## Extrait fourni

◇ ◇ ◇ ◇

Ainsi, en agissant sur les dépenses publiques, deux leviers sont
possibles :
-
un taux d’intérêt en baisse qui
diminue la charge d’intérêt. Une baisse serait susceptible de déformer le solde
primaire et donc l’échéancier de dette à long terme. Un faible taux d’intérêt
est nécessaire dans des pays faisant face à d’importantes échéances
obligataires susceptibles d’asphyxier une relance de l’activité en mobilisant
toujours plus de budget national.
-
Une baisse des dépenses de
fonctionnement et des dépenses de personnels : la Grèce et l’Espagne ont
entamé ces réformes.
Au-delà des
facteurs augmentant la dette publique, certaines études ont montré que la part
de l’endettement public dans le PIB devrait sensibiliser les décideurs publics
à partir d’un niveau de ratio, un seuil qui imposerait la mise en place de
réformes structurelles.
Une
nécessaire solution au dilemme face au seuil des 90%
Reinhart et Rogoff (2010) ont analysé l’évolution du lien entre la
croissance réelle du PIB et le ratio dette/PIB compte-tenu d’un ratio dette/PIB
donné :
-
en-dessous d’un ratio de 90%, la
relation est faible entre les deux variables tandis qu’elle devient forte
au-delà : il y a non-linéarité. A partir de 90% la croissance réelle
médiane du PIB chute d’au moins 1%.
-
Au-dessus d’un ratio de 90%, une
forte vulnérabilité des économies est observée.
Cet effet de seuil permet donc d’estimer l’urgence des réformes
structurelles qui s’imposent, le cas échéant, aux décideurs publics. Pour
autant, l’ensemble des travaux ne suffit pas à contester la double causalité
entre la dette publique et la croissance du PIB. Une contraction de l’activité
réduit les recettes fiscales. Aussi, une hausse de l’endettement public peut
créer un effet d’éviction sur la progression du stock de capital en utilisant
plus de ressources de l’économie (Kumar et Woo, 2010). Il y a donc une double
causalité et différentes mesures qui doivent être entreprises si le ratio
dette/PIB approche les 90%. Une condition qui prend son sens si la dette
publique est financée significativement par l’extérieur. Par exemple, le Japon
a un ratio dette/PIB de 225% qui est soutenable en raison d’un financement
interne où les agents acceptent d’être rémunérés à un faible taux. Ainsi, au-delà de l’effet seuil, il faut bien
distinguer d’autres variables explicatives, comme par exemple la provenance des
créanciers détenant de la dette publique, pour mieux considérer le risque
d’insoutenabilité des finances publiques d’un pays.
Trois
grandes initiatives en Europe
Face à ces problématiques, les réformes ne sont pas seulement
économiques mais aussi juridiques et politiques. L’exemple européen montre la
nécessité de mener des réformes structurelles et de mener des initiatives sur
différents horizons temporels, actions qui sont entreprises depuis plusieurs
mois et que l’on peut regrouper sous trois types d’engagements.

◇ ◇ ◇ ◇

## Matériel fourni
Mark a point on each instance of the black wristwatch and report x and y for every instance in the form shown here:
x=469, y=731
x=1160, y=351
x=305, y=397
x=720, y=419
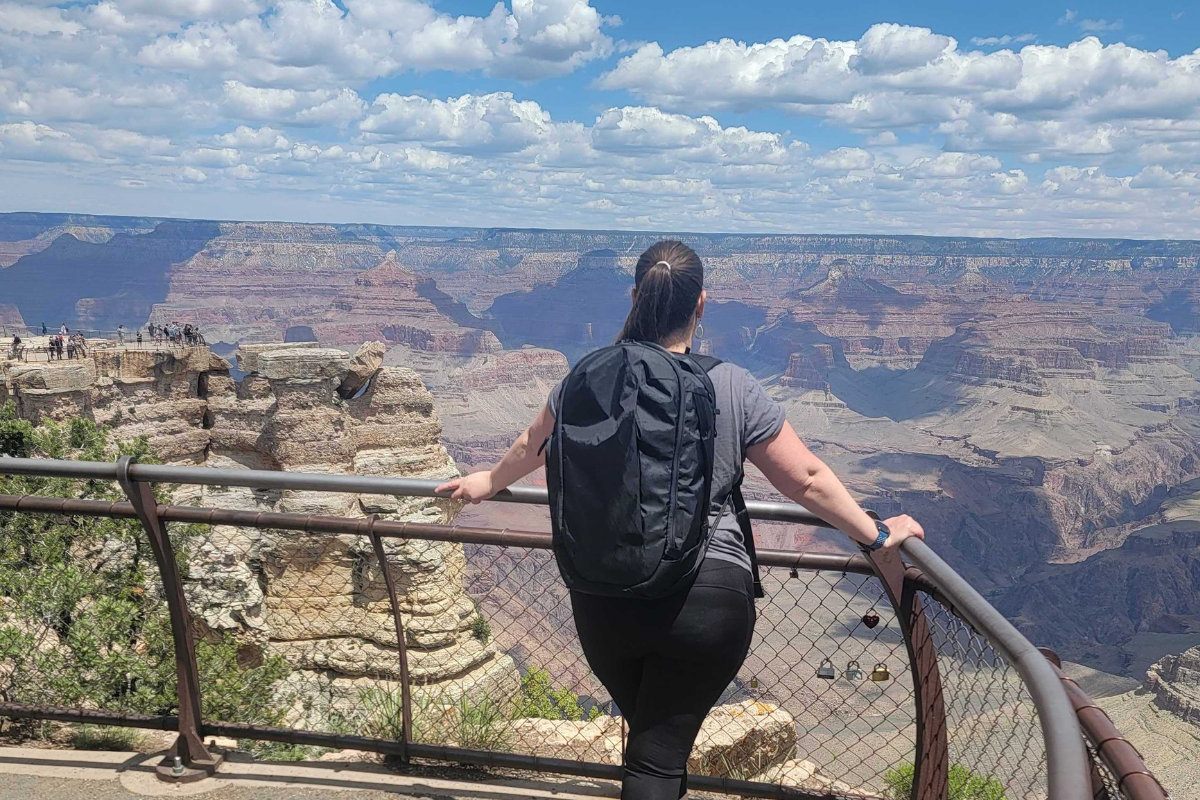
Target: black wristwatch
x=885, y=531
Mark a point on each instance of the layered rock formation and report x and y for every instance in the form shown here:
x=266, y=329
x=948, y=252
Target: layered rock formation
x=1175, y=681
x=1031, y=401
x=317, y=601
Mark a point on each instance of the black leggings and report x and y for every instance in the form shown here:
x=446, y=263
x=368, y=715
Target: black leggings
x=666, y=662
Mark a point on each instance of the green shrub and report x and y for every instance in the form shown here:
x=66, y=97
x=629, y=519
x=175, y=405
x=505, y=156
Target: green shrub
x=478, y=725
x=540, y=699
x=481, y=629
x=94, y=737
x=964, y=783
x=82, y=620
x=16, y=435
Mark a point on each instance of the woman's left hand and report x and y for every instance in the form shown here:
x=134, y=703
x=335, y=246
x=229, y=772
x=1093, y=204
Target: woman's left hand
x=473, y=488
x=901, y=528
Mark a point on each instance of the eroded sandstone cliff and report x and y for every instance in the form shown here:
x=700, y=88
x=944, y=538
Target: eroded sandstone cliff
x=318, y=601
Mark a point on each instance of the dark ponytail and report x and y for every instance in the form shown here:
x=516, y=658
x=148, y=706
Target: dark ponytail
x=667, y=284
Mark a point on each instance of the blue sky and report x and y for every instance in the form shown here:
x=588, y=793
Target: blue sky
x=945, y=118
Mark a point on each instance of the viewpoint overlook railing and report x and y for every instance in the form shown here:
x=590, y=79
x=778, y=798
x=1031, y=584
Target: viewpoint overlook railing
x=867, y=678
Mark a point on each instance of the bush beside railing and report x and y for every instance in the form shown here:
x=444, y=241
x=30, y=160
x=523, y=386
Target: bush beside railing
x=855, y=737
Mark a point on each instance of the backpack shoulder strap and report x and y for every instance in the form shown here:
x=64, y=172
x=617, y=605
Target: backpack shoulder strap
x=743, y=517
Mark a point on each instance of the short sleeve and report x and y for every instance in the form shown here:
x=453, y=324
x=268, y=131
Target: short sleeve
x=763, y=417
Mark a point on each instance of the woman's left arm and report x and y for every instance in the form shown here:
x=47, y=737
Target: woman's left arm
x=523, y=456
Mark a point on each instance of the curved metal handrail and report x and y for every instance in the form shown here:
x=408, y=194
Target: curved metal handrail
x=1066, y=756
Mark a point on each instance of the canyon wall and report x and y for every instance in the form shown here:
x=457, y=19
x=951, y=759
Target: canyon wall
x=317, y=601
x=1032, y=401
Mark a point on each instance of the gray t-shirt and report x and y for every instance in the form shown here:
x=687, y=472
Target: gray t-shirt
x=747, y=416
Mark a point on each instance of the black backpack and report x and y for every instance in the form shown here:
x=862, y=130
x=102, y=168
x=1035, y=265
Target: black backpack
x=629, y=470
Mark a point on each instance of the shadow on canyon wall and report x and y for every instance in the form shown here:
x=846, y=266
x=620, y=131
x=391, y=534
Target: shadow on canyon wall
x=101, y=284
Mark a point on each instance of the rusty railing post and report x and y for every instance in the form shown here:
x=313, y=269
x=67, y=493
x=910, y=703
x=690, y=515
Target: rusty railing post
x=187, y=759
x=406, y=695
x=930, y=780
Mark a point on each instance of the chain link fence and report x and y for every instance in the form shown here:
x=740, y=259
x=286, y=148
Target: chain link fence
x=994, y=734
x=297, y=631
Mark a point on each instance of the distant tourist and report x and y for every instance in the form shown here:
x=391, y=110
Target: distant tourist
x=663, y=581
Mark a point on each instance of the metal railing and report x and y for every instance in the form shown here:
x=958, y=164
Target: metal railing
x=387, y=665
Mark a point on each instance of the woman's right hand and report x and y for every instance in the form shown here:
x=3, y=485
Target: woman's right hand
x=901, y=527
x=473, y=488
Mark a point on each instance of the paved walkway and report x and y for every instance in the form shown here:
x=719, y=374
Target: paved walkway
x=82, y=775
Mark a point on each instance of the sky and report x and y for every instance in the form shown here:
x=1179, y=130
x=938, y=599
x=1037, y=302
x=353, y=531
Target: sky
x=1013, y=119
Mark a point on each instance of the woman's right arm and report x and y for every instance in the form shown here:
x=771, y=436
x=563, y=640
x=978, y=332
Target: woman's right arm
x=523, y=456
x=799, y=475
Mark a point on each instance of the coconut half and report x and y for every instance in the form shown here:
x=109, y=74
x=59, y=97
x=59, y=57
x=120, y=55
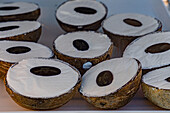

◇ ◇ ◇ ◇

## Travail demandé
1. Résumez en deux phrases l'extrait consacré à la dette publique.
2. D'après l'extrait, quels pays ont entamé des réformes visant à baisser les dépenses de fonctionnement et de personnel ?
3. Reproduisez la partie de l'extrait qui s'ouvre sur les mots « Au-delà des » et se clôt sur « réformes structurelles. ».
Fondez-vous uniquement sur l'extrait.

## Résultats obtenus
1. L'extrait présente deux leviers d'action sur les dépenses publiques, une baisse du taux d'intérêt qui diminue la charge d'intérêt et une baisse des dépenses de fonctionnement et de personnel, puis rapporte l'analyse de Reinhart et Rogoff (2010) selon laquelle, à partir d'un ratio dette/PIB de 90 %, la croissance réelle médiane du PIB chute d'au moins 1 %. Il souligne toutefois la double causalité entre dette publique et croissance du PIB et la nécessité de considérer d'autres variables, comme la provenance des créanciers, ainsi que le montre le Japon, dont le ratio de 225 % est soutenable grâce à un financement interne.

2. La Grèce et l'Espagne.

3.
Au-delà des
facteurs augmentant la dette publique, certaines études ont montré que la part
de l’endettement public dans le PIB devrait sensibiliser les décideurs publics
à partir d’un niveau de ratio, un seuil qui imposerait la mise en place de
réformes structurelles.